── EXTRAIT DU TEXTE ──
Le CCDH a mis en place en 2007 un cadre institutionnel adéquat pour le suivi de la mise en oeuvre du programme de réparation communautaire. Ce dispositif a consisté d’abord en la création d’un Comité de pilotage, et des Coordinations dans toutes les zones concernées, qui sont regroupées dans un Conseil des coordinations. Le CCDH a également supervisé la création d’Unités de gestion chargées d’assurer le suivi technique du programme et la mobilisation de nombreux partenaires pour appuyer le programme.
23 conventions ont été signées et 149 projets ont été réalisés avec un montant de 159.799.892,00 Dirhams, dont 75% provenant d’une contribution nationale (gouvernement / CCDH / Fondation CDG / Contribution des associations locales) et 25% d’une contribution des partenaires internationaux.
Dans le cadre du suivi de la mise en oeuvre des recommandations de L’IER en matière de réparation communautaire, le Comité de suivi des recommandations de l’IER a procédé à la mise en place d’un cadre institutionnel adéquat, composé de différents partenaires gouvernementaux et non gouvernementaux et a mis en oeuvre le Programme d’accompagnement aux recommandations de l’IER en matière d’archives, d’histoire et de mémoire (Programme IER2).
───
TÂCHE A:
Reproduisez mot pour mot les entrées, de la ligne qui contient « Could you point to the rear view » jusqu'à la fin des entrées, ces deux limites comprises.
── DONNÉES BRUTES ──
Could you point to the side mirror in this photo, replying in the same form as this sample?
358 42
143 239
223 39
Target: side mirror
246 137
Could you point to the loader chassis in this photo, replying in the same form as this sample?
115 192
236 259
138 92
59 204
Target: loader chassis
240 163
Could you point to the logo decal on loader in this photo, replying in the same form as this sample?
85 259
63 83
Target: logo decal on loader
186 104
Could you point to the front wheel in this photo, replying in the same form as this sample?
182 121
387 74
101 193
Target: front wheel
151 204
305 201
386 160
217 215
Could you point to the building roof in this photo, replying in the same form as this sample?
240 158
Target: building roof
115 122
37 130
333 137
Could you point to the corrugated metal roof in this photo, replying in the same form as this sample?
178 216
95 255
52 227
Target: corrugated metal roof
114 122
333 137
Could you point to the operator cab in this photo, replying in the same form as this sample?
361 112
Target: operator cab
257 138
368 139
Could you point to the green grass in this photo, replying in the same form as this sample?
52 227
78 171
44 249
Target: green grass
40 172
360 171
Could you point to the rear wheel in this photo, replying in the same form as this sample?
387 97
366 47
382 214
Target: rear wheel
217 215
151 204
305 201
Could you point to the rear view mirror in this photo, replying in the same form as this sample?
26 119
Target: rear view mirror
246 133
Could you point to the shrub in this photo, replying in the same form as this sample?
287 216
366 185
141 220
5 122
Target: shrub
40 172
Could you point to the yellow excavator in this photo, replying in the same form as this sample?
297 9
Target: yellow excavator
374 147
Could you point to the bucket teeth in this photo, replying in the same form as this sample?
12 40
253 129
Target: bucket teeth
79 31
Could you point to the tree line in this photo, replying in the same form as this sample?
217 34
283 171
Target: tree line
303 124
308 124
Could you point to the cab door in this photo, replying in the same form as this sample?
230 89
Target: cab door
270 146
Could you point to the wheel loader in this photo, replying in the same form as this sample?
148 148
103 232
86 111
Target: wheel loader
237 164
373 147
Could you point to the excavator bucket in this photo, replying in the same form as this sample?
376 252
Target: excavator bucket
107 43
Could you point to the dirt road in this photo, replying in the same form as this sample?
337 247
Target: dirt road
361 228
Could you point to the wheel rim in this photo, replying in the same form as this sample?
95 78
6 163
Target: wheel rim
───
TÂCHE B:
Citez fidèlement l'extrait sur la réparation communautaire, à partir des mots « Le CCDH a mis » et en vous arrêtant après les mots « des partenaires internationaux. ».

SOLUTION A:
Could you point to the rear view mirror in this photo, replying in the same form as this sample?
26 119
Target: rear view mirror
246 133
Could you point to the shrub in this photo, replying in the same form as this sample?
287 216
366 185
141 220
5 122
Target: shrub
40 172
Could you point to the yellow excavator in this photo, replying in the same form as this sample?
297 9
Target: yellow excavator
374 147
Could you point to the bucket teeth in this photo, replying in the same form as this sample?
12 40
253 129
Target: bucket teeth
79 31
Could you point to the tree line in this photo, replying in the same form as this sample?
217 34
283 171
Target: tree line
303 124
308 124
Could you point to the cab door in this photo, replying in the same form as this sample?
230 89
Target: cab door
270 146
Could you point to the wheel loader in this photo, replying in the same form as this sample?
148 148
103 232
86 111
Target: wheel loader
237 164
373 147
Could you point to the excavator bucket in this photo, replying in the same form as this sample?
376 252
Target: excavator bucket
107 43
Could you point to the dirt road in this photo, replying in the same form as this sample?
337 247
Target: dirt road
361 228
Could you point to the wheel rim in this photo, replying in the same form as this sample?
95 78
6 163
Target: wheel rim

SOLUTION B:
Le CCDH a mis en place en 2007 un cadre institutionnel adéquat pour le suivi de la mise en oeuvre du programme de réparation communautaire. Ce dispositif a consisté d’abord en la création d’un Comité de pilotage, et des Coordinations dans toutes les zones concernées, qui sont regroupées dans un Conseil des coordinations. Le CCDH a également supervisé la création d’Unités de gestion chargées d’assurer le suivi technique du programme et la mobilisation de nombreux partenaires pour appuyer le programme.
23 conventions ont été signées et 149 projets ont été réalisés avec un montant de 159.799.892,00 Dirhams, dont 75% provenant d’une contribution nationale (gouvernement / CCDH / Fondation CDG / Contribution des associations locales) et 25% d’une contribution des partenaires internationaux.